Document text =
- Opening Delimiter -
Amanda Wright is walking briskly down the street, umbrella held aloft as she smiles in greeting.
The drizzle has turned to a downpour, but the mum of two looks immaculate in a tie dye shirt and trendy mac.
“Sorry I’m a bit late,” she says, before taking a seat outside the city centre cafe.
Her arrival is but one minute past the hour, and Amanda confesses to feeling nervous before taking a sip of coffee.
Speaking about something so deeply personal cannot be easy, especially when you are sitting across from a complete stranger.
The rain patters on the umbrella as Amanda chats about her two children, and her extensive volunteer work at Childline and Celebrate Aberdeen.
She took on a new post with Alopecia UK earlier this year, which holds an altogether more personal meaning though.
Having accepted the position in February, Amanda is only just getting to grips with her role due to the pandemic.
“Some people really struggled in lockdown, and others found that not going out actually eased the anxiety,” said Amanda.
“It’s been different for everyone, but we’ve been able to have our first meet-up and go for a walk.
“It was brilliant to swap stories and tips, and we come from across the city and shire.”
Although Amanda may look confident, it has taken more than 30 years to reach gradual acceptance.
She hopes her story will encourage other people to come forward and seek support, for what is a surprisingly common condition.
Amanda takes a deep breath and smooths her long chestnut hair, complete with a neat fringe – she is ready.
“I am the group support lead for Alopecia UK in Aberdeen,” she says, a hint of pride in her voice. “It is a national charity, but there has never been a group in the north-east before. That’s perhaps surprising, given how common alopecia is.
“I’m telling my story, partly because September is Alopecia Awareness Month.
“The amount of people who have been in touch, it impacts on people far more than you would think.”
Amanda’s gorgeous locks are in fact a wig, which she always wears when in public.
Indeed she has only recently found the confidence to remove the wig in front of her husband, Jim. The couple have been together for 20 years.
“My hair started thinning when I was 12 years old,” says Amanda.
“I’d go for a shower and huge clumps would fall out.
- Closing Delimiter -
Data shown =
- Opening Delimiter -
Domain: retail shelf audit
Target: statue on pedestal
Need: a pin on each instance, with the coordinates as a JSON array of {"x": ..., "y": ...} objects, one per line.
- Closing Delimiter -
Assignment =
Answer these from the article about Amanda Wright:
1. In what month did Amanda accept her post with Alopecia UK?
2. How long have Amanda and her husband Jim been together?
3. At what age did Amanda's hair start thinning?

Expected answer =
1. February
2. 20 years
3. 12 years old